**** SUPPLIED INFORMATION

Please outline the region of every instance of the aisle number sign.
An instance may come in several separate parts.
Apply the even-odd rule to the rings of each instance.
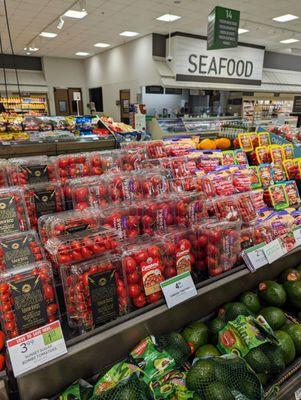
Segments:
[[[208,17],[207,50],[238,46],[240,11],[215,7]]]
[[[8,340],[7,349],[15,377],[67,353],[59,321]]]
[[[190,272],[183,272],[160,283],[168,308],[175,307],[197,295]]]

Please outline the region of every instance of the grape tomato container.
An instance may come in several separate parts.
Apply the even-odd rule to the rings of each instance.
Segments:
[[[186,156],[162,158],[160,165],[167,171],[170,179],[192,176],[196,170],[195,160]]]
[[[102,210],[102,226],[114,229],[121,241],[136,239],[141,234],[140,208],[135,204],[113,206]]]
[[[61,154],[54,158],[61,182],[90,175],[90,153]]]
[[[218,197],[212,200],[214,214],[219,220],[250,223],[257,218],[252,196],[249,192],[233,196]]]
[[[38,220],[39,235],[42,243],[46,243],[50,238],[95,230],[101,226],[101,222],[102,213],[98,208],[43,215]]]
[[[175,197],[175,222],[190,227],[208,218],[205,196],[202,193],[179,193]]]
[[[162,140],[152,140],[145,143],[145,150],[148,158],[167,157],[164,142]]]
[[[58,179],[54,159],[47,156],[12,158],[9,160],[8,174],[12,186],[53,182]]]
[[[117,250],[118,236],[112,229],[101,228],[49,239],[46,250],[58,265],[90,260]]]
[[[230,196],[235,193],[229,171],[211,172],[202,177],[202,188],[207,197]]]
[[[120,151],[122,171],[135,171],[142,168],[142,162],[147,158],[146,150],[143,147],[136,147]]]
[[[56,182],[39,183],[23,189],[32,228],[38,228],[42,215],[65,211],[63,186]]]
[[[166,273],[164,247],[161,240],[144,238],[124,248],[122,267],[132,308],[140,309],[162,298],[160,283]]]
[[[85,210],[89,207],[105,207],[110,203],[105,176],[93,176],[73,180],[70,182],[69,187],[75,210]]]
[[[202,176],[188,176],[169,181],[170,191],[172,192],[203,192]]]
[[[129,311],[120,256],[103,256],[61,269],[68,324],[80,333]]]
[[[51,265],[40,261],[1,273],[0,301],[6,339],[58,320]]]
[[[154,235],[165,231],[176,222],[176,197],[160,196],[141,203],[142,234]]]
[[[21,188],[0,189],[0,236],[24,232],[30,229],[30,223]]]
[[[107,175],[106,184],[112,203],[130,202],[143,198],[140,178],[137,173]]]
[[[121,171],[121,151],[105,150],[90,153],[91,175],[102,175]]]
[[[0,160],[0,189],[8,186],[8,166],[7,160]]]
[[[158,197],[169,192],[165,171],[143,171],[139,176],[144,198]]]
[[[35,231],[0,237],[0,271],[32,264],[45,258]]]
[[[197,270],[211,277],[231,270],[239,260],[240,228],[239,221],[207,221],[196,225]]]

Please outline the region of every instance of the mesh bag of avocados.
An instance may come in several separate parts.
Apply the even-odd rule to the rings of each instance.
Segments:
[[[196,358],[186,377],[193,400],[261,400],[263,389],[245,360],[235,354]]]
[[[58,400],[88,400],[93,392],[93,386],[83,379],[72,383],[58,398]]]
[[[155,337],[157,346],[166,351],[176,363],[177,368],[183,368],[191,354],[186,340],[180,333],[171,332],[166,335]]]
[[[115,364],[94,386],[89,400],[153,400],[142,371],[127,362]]]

********

## WHAT IS NEEDED:
Write out the records shown above exactly, but do not include any images.

## REPLY TO THE TASK:
Please outline the region of every instance of the aisle number sign.
An instance may come in several separate parts.
Apply the even-odd rule to the rings of each instance.
Segments:
[[[208,17],[207,50],[238,46],[240,11],[215,7]]]
[[[8,340],[7,349],[15,377],[67,353],[59,321]]]
[[[190,272],[183,272],[160,283],[168,308],[175,307],[197,295]]]

Please outline the region of every instance of the grape tomato container.
An instance may come in several separate parts.
Apply the even-odd rule to the rings of each instance.
Segments:
[[[186,156],[162,158],[160,165],[167,171],[170,179],[192,176],[196,170],[195,160]]]
[[[102,210],[102,226],[114,229],[121,241],[136,239],[141,234],[140,208],[135,204],[113,206]]]
[[[61,154],[54,158],[61,182],[90,175],[90,153]]]
[[[218,197],[212,200],[214,214],[219,220],[250,223],[257,218],[252,196],[249,192],[233,196]]]
[[[38,220],[39,235],[42,243],[46,243],[50,238],[95,230],[101,226],[101,222],[102,213],[98,208],[43,215]]]
[[[175,197],[175,222],[190,227],[208,218],[205,196],[202,193],[179,193]]]
[[[162,140],[152,140],[145,143],[145,150],[148,158],[167,157],[164,142]]]
[[[58,179],[54,159],[47,156],[12,158],[9,160],[8,174],[12,186],[53,182]]]
[[[117,250],[118,236],[112,229],[101,228],[49,239],[46,250],[58,265],[90,260]]]
[[[230,196],[235,193],[229,171],[211,172],[202,177],[202,188],[207,197]]]
[[[120,151],[122,171],[135,171],[142,168],[142,162],[147,158],[146,150],[143,147],[136,147]]]
[[[56,182],[39,183],[23,189],[32,228],[38,228],[42,215],[65,211],[63,186]]]
[[[166,273],[164,247],[161,240],[144,238],[124,248],[122,267],[132,308],[140,309],[162,298],[160,283]]]
[[[85,210],[89,207],[105,207],[110,203],[105,176],[93,176],[73,180],[70,182],[69,187],[75,210]]]
[[[202,176],[188,176],[169,181],[170,191],[172,192],[203,192]]]
[[[129,311],[120,256],[103,256],[61,269],[68,324],[80,333]]]
[[[51,265],[40,261],[1,273],[0,301],[6,339],[58,320]]]
[[[154,235],[165,231],[176,222],[176,197],[160,196],[141,203],[142,234]]]
[[[21,188],[0,189],[0,236],[24,232],[30,229],[30,223]]]
[[[107,175],[106,184],[112,203],[130,202],[143,198],[140,178],[137,173]]]
[[[121,171],[121,151],[105,150],[90,153],[91,175],[102,175]]]
[[[0,160],[0,189],[8,186],[8,166],[7,160]]]
[[[158,197],[169,192],[165,171],[143,171],[139,176],[144,198]]]
[[[35,231],[0,237],[0,271],[32,264],[45,258]]]
[[[197,270],[211,277],[231,270],[239,260],[240,228],[239,221],[207,221],[196,225]]]

Please outline the region of every instance of the mesh bag of avocados.
An instance may come in several separate parts.
Apply the even-odd rule to the rings of each instance.
Segments:
[[[196,358],[186,377],[193,400],[261,400],[263,389],[245,360],[235,354]]]
[[[58,400],[88,400],[93,392],[93,386],[83,379],[72,383],[58,398]]]
[[[155,337],[157,346],[166,351],[176,363],[177,368],[183,368],[191,354],[186,340],[180,333],[171,332],[166,335]]]
[[[115,364],[94,386],[89,400],[153,400],[142,371],[127,362]]]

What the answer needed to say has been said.